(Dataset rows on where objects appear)
^^^^

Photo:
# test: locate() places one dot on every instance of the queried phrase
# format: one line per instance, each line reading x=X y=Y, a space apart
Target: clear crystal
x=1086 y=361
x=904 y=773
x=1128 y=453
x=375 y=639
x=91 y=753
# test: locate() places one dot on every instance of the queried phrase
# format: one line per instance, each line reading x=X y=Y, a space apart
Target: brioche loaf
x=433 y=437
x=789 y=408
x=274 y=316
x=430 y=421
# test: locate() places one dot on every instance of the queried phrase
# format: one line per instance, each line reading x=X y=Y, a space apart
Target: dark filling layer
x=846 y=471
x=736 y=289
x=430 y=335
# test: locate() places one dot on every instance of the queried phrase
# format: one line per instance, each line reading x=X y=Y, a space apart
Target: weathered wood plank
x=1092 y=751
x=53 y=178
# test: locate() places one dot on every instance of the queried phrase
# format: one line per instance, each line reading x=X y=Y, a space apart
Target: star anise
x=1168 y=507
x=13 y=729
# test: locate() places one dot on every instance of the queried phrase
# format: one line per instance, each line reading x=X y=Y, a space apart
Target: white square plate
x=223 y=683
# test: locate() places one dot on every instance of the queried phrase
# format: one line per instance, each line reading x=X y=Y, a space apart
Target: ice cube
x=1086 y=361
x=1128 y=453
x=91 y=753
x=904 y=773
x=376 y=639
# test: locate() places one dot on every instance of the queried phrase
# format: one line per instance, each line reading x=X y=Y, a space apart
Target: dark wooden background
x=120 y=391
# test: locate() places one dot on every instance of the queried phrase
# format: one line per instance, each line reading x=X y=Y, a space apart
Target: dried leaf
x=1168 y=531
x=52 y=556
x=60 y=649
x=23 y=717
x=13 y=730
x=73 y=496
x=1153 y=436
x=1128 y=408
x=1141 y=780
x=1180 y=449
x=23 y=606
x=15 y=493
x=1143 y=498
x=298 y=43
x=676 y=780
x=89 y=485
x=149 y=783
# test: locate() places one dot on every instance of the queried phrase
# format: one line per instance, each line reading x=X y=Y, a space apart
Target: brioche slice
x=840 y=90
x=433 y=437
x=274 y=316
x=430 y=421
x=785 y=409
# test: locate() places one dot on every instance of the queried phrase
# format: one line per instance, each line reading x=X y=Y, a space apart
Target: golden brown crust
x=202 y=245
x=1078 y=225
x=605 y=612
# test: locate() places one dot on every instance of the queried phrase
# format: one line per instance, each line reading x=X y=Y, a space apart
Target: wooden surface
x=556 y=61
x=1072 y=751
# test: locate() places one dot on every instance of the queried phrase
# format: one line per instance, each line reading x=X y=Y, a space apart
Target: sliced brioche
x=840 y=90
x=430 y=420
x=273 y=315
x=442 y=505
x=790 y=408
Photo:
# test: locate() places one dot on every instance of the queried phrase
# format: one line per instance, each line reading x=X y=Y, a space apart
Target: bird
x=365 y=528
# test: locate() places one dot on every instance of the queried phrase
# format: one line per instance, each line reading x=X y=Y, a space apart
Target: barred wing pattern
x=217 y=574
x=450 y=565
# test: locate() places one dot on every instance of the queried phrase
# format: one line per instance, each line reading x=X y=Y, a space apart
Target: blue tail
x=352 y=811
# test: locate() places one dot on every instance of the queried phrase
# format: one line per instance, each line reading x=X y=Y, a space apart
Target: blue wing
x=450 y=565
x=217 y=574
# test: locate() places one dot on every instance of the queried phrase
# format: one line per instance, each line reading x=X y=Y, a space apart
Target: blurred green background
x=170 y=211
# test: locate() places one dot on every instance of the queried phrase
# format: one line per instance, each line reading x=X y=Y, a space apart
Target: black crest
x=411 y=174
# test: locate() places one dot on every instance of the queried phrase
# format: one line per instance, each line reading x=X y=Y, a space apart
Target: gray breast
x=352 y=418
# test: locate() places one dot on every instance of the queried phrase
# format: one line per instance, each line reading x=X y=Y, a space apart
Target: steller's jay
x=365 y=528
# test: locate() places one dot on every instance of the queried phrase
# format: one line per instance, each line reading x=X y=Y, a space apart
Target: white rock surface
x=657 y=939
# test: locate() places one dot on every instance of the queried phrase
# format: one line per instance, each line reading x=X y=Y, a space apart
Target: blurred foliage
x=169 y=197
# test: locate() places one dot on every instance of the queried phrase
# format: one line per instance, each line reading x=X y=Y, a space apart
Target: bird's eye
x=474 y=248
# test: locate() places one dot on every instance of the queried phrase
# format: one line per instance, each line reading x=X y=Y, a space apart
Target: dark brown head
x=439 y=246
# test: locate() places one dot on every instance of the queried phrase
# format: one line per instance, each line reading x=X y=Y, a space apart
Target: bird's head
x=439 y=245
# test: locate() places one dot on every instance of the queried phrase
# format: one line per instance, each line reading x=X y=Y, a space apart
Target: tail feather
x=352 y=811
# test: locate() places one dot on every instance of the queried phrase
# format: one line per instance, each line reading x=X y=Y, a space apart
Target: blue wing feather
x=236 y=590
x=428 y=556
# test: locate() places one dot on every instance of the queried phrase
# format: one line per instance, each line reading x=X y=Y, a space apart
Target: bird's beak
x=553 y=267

^^^^

What needs to be done: Every entry should be printed again exactly as written.

Solution to this problem:
Photo:
# test: locate() places one dot on every instance of the queried phrase
# format: one line per instance, each line reading x=X y=Y, a space apart
Target: clear crystal
x=1086 y=361
x=904 y=773
x=1128 y=453
x=375 y=639
x=91 y=753
# test: locate() places one dot on every instance of the queried phrase
# format: one line per instance, each line reading x=X y=Y, a space apart
Target: brioche loaf
x=433 y=437
x=789 y=408
x=274 y=316
x=430 y=421
# test: locate() places one dot on every instance of the queried phrase
# format: one line per instance, each line reading x=X y=Y, a space apart
Target: dark filling layer
x=846 y=471
x=736 y=289
x=430 y=335
# test: locate() places one dot on every instance of the queried phrase
# format: one line per instance, each line reading x=X y=Y, a space apart
Target: weathered wood plank
x=1092 y=751
x=53 y=178
# test: locate() places one dot on every instance of the queried phrase
# format: one line per instance, each line reading x=X y=Y, a space apart
Target: star anise
x=1168 y=507
x=13 y=729
# test: locate() places one dot on every instance of the queried phrase
# format: one line per instance, each line reading x=X y=Y, a space apart
Target: white square plate
x=223 y=683
# test: locate() places one dot on every instance of the queried phrase
# format: one line per instance, each line reading x=X y=Y, a space apart
Target: ice cube
x=1086 y=361
x=1128 y=453
x=91 y=753
x=904 y=773
x=376 y=639
# test: locate() places one dot on every instance of the queried phrase
# format: one line per instance, each line reading x=X y=Y, a space apart
Target: dark wooden background
x=120 y=391
# test: locate() places one dot on every instance of the queried phrase
# format: one line per instance, each line reading x=X y=Y, a space apart
Target: dried leaf
x=1168 y=531
x=52 y=556
x=60 y=649
x=23 y=717
x=13 y=730
x=73 y=496
x=1153 y=436
x=1128 y=408
x=1141 y=780
x=1180 y=449
x=23 y=606
x=15 y=493
x=1143 y=498
x=298 y=43
x=676 y=780
x=89 y=485
x=149 y=783
# test: locate() places one dot on every instance of the queried phrase
# format: one line per instance, each line reading x=X y=Y, a space apart
Target: brioche slice
x=840 y=90
x=433 y=437
x=274 y=316
x=430 y=421
x=785 y=409
# test: locate() places one dot on every instance of the queried phrase
# format: one line per instance, each line reading x=X y=Y, a space apart
Target: golden brown crust
x=202 y=245
x=1078 y=225
x=605 y=612
# test: locate() places one dot on every instance of the queried phrase
# format: one line per instance, each line reading x=X y=Y, a space apart
Target: wooden surface
x=556 y=61
x=1072 y=751
# test: locate() places one dot on every instance of the queried phrase
# format: one line per instance, each line reading x=X y=Y, a space apart
Target: sliced brioche
x=840 y=90
x=430 y=420
x=273 y=315
x=442 y=505
x=790 y=408
Photo:
# test: locate() places one dot on every instance of the queried phrase
# format: one line per instance, each line reading x=X y=Y, a space apart
Target: bird
x=365 y=528
# test: locate() places one dot on every instance of the queried phrase
# format: one line per instance, each line reading x=X y=Y, a space apart
Target: barred wing pattern
x=217 y=574
x=450 y=565
# test: locate() places one dot on every instance of the queried phrase
# format: one line per instance, each line reading x=X y=Y, a space apart
Target: blue tail
x=352 y=811
# test: locate() places one dot on every instance of the queried phrase
# format: one line per instance, each line reading x=X y=Y, a space apart
Target: blue wing
x=450 y=565
x=217 y=574
# test: locate() places one dot on every instance of the queried phrase
# format: one line per instance, each line reading x=X y=Y, a space apart
Target: blurred green background
x=170 y=211
# test: locate() places one dot on every instance of the queried phrase
# format: one line per instance, each line reading x=X y=Y, a space apart
Target: black crest
x=411 y=174
# test: locate() places one dot on every instance of the queried phrase
# format: one line per instance, each line reading x=X y=Y, a space apart
Target: gray breast
x=352 y=418
# test: locate() places one dot on every instance of the queried phrase
# format: one line per instance, each line reading x=X y=Y, a space apart
Target: steller's jay
x=365 y=528
# test: locate() places one dot on every instance of the queried phrase
# format: one line per instance, each line reading x=X y=Y, a space apart
Target: white rock surface
x=657 y=939
# test: locate() places one dot on every instance of the queried phrase
# format: one line per instance, each line reading x=X y=Y, a space apart
Target: blurred foliage
x=169 y=197
# test: locate() places one dot on every instance of the queried phrase
# format: one line per instance, each line reading x=X y=Y, a space apart
Target: bird's eye
x=474 y=248
# test: locate() places one dot on every instance of the queried phrase
# format: one line per instance, each line reading x=X y=Y, a space apart
Target: dark brown head
x=439 y=246
# test: locate() places one dot on every instance of the queried phrase
# format: one line per instance, each line reading x=X y=Y, a space apart
Target: bird's head
x=439 y=245
# test: locate() places one dot on every instance of the queried phrase
# format: one line per instance, each line reading x=X y=Y, a space apart
Target: tail feather
x=352 y=811
# test: locate() places one dot on every instance of the queried phrase
# format: one line per instance, each line reading x=X y=Y, a space apart
Target: blue wing feather
x=236 y=590
x=428 y=556
# test: locate() places one dot on every instance of the queried phrase
# format: one line per instance, each line reading x=X y=Y, a space apart
Target: bird's beak
x=553 y=267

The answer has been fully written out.